:: REQUIRED TASK 1 ::
Before the article on the FTS5 index in SQLite and the entries that follow it, list every string value that the article's INSERT statement adds to the search table.

:: SOURCE EXTRACT ::

>> start

Structure of FTS5 Index in SQLite

26 February 2023
SQLite

Recently Signal has open-sourced a SQLite extension that provides better support for non-latin languages (Chinese, Japanese, etc) in the Full-Text Search (FTS) virtual table. I was one of the engineers who worked on this extension and in the course of this endeavor I got to learn about the structure of the SQLite's FTS implementation. The existing documentation focuses mostly on API and its use patterns, and even though it covers some of the internal storage format, I found it a bit confusing. Thus this article was born. Not as alternative documentation for FTS5, but as a complement for developers who want to dive in past the officially documented bits.

How is FTS5 used #

Before anything else, though, let's see what the FTS5 looks like to the API consumer. As with many other features of SQLite we start by creating a table:

CREATE VIRTUAL TABLE search
    USING fts5(content);

This virtual table supports insertion, modification, and deletion of textual content:

INSERT INTO search(content) VALUES
    ('hello world'),
    ('halló heimur'),
    ('你好世界');

DELETE FROM search
    WHERE content IS 'halló heimur';

As well as special full-text search queries that can find an entry that has a word (term) starting with a certain prefix:

SELECT content FROM search
    WHERE content MATCH 'wo*';
-- Output: 'hello world'

In addition to that you could match on multiple words (not necessarily adjacent) and sort by the search rank. The details of this are covered by the official documentation so we won't be discussing them much more here.

Signal's FTS5 extension #

In the example above you might have noticed that we inserted a phrase in Simplified Chinese: 你好世界. What happens if we search for the second word of it (世界)?

SELECT content FROM search
    WHERE content MATCH '世界*';
-- Output: nothing

No resulting rows! The reason for that is that the default tokenizer for FTS5 has segmented 你好世界 as a single word (term), instead of either splitting it into two words (example in JavaScript):

const segmenter = new Intl.Segmenter([], {
    granularity: 'word',
});

const segments = [
    ...segmenter.segment('你好世界')
].map(s => s.segment);
console.log(segments);
// Output: [ '你好', '世界' ]

or at the very least into separate CJK symbols:

[ '你', '好', '世', '界' ]

Since FTS5 only supports indexed searches by the start of the term - it cannot search for Chinese/Japanese words in the middle of the sentence.

This is where Signal's FTS5 Extension comes to the rescue. It is a Rust crate that could be built as either static or shared library. When plugged into SQLite this library provides an alternative tokenizer conspicuously named signal_tokenizer. Creating a table with this tokenizer is fairly straightforward and one could easily verify that the CJK search works without issues now:

-- With extension loaded
-- (e.g. after ".load signal-fts5-extension.dylib")

>> end

:: THE DATA ::
>> start

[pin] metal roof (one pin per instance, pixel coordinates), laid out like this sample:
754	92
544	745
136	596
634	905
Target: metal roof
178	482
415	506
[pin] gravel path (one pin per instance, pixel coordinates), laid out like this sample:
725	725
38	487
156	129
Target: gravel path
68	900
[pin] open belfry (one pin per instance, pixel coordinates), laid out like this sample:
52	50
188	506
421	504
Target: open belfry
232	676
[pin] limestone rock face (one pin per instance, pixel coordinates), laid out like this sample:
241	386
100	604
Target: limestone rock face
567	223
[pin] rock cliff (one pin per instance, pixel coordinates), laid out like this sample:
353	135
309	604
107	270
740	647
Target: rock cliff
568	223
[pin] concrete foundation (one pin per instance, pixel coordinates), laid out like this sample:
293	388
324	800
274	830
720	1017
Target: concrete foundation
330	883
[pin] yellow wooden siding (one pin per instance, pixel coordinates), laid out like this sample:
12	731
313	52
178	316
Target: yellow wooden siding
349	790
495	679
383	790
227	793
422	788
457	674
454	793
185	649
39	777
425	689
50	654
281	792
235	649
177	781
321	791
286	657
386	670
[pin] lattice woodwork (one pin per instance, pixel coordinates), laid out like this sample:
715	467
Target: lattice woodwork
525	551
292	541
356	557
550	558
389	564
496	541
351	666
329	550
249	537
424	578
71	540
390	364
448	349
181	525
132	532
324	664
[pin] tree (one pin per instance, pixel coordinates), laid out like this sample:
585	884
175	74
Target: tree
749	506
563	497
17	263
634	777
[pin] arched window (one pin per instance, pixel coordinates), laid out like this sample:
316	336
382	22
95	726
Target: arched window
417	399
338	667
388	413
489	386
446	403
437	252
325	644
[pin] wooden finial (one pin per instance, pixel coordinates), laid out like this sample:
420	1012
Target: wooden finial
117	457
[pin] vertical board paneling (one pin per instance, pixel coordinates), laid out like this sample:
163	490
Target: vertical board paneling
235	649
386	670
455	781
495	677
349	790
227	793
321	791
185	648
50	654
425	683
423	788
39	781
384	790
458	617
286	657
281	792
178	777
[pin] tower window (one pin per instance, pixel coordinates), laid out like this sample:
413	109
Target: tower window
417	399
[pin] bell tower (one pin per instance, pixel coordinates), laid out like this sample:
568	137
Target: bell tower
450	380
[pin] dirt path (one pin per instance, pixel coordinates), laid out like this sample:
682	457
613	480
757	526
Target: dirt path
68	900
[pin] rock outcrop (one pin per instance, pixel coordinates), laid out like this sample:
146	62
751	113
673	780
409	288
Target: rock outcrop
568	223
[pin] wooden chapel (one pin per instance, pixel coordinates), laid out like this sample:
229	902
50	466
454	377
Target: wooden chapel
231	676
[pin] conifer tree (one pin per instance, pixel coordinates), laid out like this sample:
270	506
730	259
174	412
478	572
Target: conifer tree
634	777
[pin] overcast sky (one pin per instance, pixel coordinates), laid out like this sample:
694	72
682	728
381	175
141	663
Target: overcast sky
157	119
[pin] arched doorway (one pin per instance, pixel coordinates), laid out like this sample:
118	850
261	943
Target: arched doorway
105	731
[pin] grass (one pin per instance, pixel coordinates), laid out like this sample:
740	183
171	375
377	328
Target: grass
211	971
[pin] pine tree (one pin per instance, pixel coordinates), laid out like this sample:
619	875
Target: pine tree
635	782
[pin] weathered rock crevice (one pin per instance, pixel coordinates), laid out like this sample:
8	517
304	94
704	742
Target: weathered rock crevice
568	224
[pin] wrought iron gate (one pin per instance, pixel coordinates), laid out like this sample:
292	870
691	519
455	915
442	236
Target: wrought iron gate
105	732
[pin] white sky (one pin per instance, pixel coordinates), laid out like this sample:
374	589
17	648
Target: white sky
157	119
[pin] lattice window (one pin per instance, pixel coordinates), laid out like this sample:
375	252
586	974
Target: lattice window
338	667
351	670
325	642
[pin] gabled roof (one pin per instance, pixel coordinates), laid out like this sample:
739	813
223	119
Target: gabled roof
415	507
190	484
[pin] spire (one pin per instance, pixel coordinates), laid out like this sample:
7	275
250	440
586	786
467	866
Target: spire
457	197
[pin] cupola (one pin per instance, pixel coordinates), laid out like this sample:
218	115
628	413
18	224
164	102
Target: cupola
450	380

>> end

:: REQUIRED TASK 2 ::
Copy the entries word for word, from the line that contains "[pin] weathered rock" through the final line of the entries.

:: FULL OUTPUT 1 ::
'hello world'
'halló heimur'
'你好世界'

:: FULL OUTPUT 2 ::
[pin] weathered rock crevice (one pin per instance, pixel coordinates), laid out like this sample:
8	517
304	94
704	742
Target: weathered rock crevice
568	224
[pin] wrought iron gate (one pin per instance, pixel coordinates), laid out like this sample:
292	870
691	519
455	915
442	236
Target: wrought iron gate
105	732
[pin] white sky (one pin per instance, pixel coordinates), laid out like this sample:
374	589
17	648
Target: white sky
157	119
[pin] lattice window (one pin per instance, pixel coordinates), laid out like this sample:
375	252
586	974
Target: lattice window
338	667
351	670
325	642
[pin] gabled roof (one pin per instance, pixel coordinates), laid out like this sample:
739	813
223	119
Target: gabled roof
415	507
190	484
[pin] spire (one pin per instance, pixel coordinates), laid out like this sample:
7	275
250	440
586	786
467	866
Target: spire
457	197
[pin] cupola (one pin per instance, pixel coordinates), laid out like this sample:
218	115
628	413
18	224
164	102
Target: cupola
450	380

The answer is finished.